Accession Number : AD0636991

Title :   MATERIAL SYMMETRY RESTRICTIONS FOR CERTAIN LOCALLY COMPACT SYMMETRY GROUPS.

Descriptive Note : Technical rept.

Corporate Author : BROWN UNIV PROVIDENCE R I DIV OF APPLIED MATHEMATICS

Personal Author(s) : Lew,John S.

Report Date : JUL 1965

Pagination or Media Count : 35

Abstract : For compact symmetry groups, Wineman and Pipkin have shown that the canonical forms obtained for form-invariant polynomials apply to all form-invariant functions. By a topological ergodic theorem, we construct a group average for bounded representations of those locally compact groups we call mean-ergodic, and for these groups thereby show that the form-invariant polynomials are dense among the form-invariant continuous functions. For representations with closed S-orbits we can characterize all invariant functions, and for Lindelof such groups we can characterize all form-invariant functions, thereby showing again under broader hypotheses that integrity bases are functional bases. (Author)

Descriptors :   (*MEASURE THEORY, *GROUPS(MATHEMATICS)), TOPOLOGY, FUNCTIONS(MATHEMATICS)

Subject Categories : Theoretical Mathematics

Distribution Statement : APPROVED FOR PUBLIC RELEASE

◆ **REQUIRED ACTION 1**: According to the report record, what is the report date?

◆ **SUPPLIED ENTRIES**:
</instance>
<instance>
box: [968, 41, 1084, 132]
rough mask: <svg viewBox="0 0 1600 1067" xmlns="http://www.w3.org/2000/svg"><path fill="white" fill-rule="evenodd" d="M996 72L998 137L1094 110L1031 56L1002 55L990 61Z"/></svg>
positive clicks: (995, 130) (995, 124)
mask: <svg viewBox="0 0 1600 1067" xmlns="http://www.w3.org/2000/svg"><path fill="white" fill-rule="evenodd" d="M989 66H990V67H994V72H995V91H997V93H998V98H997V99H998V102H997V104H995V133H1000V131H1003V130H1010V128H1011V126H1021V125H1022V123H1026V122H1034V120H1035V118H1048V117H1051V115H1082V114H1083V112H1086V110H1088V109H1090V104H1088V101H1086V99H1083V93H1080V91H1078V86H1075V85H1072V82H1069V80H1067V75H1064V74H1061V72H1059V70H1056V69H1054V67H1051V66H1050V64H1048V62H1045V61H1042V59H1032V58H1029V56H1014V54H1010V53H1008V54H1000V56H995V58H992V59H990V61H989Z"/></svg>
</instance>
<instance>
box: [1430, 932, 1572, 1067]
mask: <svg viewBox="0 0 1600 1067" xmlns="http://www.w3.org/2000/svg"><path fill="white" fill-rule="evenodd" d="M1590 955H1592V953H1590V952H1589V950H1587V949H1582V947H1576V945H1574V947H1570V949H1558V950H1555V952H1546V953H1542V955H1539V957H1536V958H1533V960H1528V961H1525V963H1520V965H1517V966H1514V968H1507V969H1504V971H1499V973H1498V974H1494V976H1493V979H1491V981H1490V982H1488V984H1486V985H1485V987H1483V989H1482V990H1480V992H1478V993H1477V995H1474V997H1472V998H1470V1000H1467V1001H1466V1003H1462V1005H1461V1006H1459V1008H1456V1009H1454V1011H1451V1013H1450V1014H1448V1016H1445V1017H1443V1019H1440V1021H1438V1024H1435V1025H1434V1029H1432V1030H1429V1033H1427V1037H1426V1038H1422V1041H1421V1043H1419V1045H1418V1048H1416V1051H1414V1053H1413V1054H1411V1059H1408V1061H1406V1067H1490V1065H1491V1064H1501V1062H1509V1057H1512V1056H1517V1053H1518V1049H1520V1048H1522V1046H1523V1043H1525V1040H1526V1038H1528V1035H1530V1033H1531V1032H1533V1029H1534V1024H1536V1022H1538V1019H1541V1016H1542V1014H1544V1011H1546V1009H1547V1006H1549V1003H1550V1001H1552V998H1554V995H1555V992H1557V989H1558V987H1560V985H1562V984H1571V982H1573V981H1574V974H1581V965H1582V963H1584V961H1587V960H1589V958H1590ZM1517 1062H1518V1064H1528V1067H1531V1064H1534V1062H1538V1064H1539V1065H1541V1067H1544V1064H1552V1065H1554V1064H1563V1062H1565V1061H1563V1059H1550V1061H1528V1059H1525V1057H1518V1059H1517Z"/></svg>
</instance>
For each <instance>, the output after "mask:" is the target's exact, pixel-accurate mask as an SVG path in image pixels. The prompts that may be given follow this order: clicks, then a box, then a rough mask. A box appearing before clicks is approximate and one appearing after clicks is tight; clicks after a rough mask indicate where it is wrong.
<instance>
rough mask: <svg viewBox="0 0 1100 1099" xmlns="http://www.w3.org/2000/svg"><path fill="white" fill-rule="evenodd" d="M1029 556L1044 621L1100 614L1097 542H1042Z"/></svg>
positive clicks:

◆ **REQUIRED ACTION 2**: Please return the listing verbatim, from its first line up to and including the line with "positive clicks: (995, 130) (995, 124)".

◆ **RESPONSE BOX 1**: July 1965

◆ **RESPONSE BOX 2**:
</instance>
<instance>
box: [968, 41, 1084, 132]
rough mask: <svg viewBox="0 0 1600 1067" xmlns="http://www.w3.org/2000/svg"><path fill="white" fill-rule="evenodd" d="M996 72L998 137L1094 110L1031 56L1002 55L990 61Z"/></svg>
positive clicks: (995, 130) (995, 124)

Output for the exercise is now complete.